■ SOURCE INFORMATION
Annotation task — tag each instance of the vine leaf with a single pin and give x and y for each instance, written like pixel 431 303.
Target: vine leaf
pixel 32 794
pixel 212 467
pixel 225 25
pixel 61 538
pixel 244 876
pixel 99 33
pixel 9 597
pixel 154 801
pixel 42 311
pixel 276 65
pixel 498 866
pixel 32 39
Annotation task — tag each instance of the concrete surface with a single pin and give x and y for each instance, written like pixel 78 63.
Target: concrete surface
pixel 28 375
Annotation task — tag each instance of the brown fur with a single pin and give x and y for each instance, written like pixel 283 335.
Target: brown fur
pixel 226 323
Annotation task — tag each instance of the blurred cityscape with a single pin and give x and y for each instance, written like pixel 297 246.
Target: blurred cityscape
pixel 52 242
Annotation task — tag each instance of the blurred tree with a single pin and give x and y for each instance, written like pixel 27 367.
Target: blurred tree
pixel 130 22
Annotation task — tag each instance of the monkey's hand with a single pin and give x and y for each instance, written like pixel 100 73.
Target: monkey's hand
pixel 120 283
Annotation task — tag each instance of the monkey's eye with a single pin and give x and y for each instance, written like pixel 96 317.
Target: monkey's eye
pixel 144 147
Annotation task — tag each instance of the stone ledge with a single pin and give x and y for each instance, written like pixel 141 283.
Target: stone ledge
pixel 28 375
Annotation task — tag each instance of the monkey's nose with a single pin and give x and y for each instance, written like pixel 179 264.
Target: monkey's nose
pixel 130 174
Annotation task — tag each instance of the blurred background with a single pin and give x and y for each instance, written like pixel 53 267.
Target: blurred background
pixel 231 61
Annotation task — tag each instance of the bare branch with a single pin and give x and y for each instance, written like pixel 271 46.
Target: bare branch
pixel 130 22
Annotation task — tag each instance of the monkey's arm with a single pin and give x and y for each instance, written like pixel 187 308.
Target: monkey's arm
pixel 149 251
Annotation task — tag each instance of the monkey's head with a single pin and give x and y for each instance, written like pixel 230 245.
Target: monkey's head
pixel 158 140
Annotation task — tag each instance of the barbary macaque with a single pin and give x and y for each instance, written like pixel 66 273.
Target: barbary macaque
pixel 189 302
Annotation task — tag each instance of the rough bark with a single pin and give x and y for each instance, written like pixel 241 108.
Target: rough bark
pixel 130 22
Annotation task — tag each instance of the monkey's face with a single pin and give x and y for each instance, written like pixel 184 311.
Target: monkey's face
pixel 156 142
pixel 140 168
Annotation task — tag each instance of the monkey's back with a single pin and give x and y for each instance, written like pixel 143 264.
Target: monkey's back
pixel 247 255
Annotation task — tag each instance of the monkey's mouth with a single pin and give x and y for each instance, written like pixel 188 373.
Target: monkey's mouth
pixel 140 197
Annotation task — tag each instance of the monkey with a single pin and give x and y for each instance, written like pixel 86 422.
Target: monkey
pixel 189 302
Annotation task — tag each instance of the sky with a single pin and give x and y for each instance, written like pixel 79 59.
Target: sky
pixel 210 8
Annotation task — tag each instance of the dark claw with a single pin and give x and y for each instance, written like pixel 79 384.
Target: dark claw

■ TASK GOAL
Please go line by line through the records above, copying each one that holds the string "claw".

■ ANSWER TO THE EXERCISE
Annotation task — tag each instance of the dark claw with a single pin and give x and y for each instance, written like pixel 79 384.
Target: dark claw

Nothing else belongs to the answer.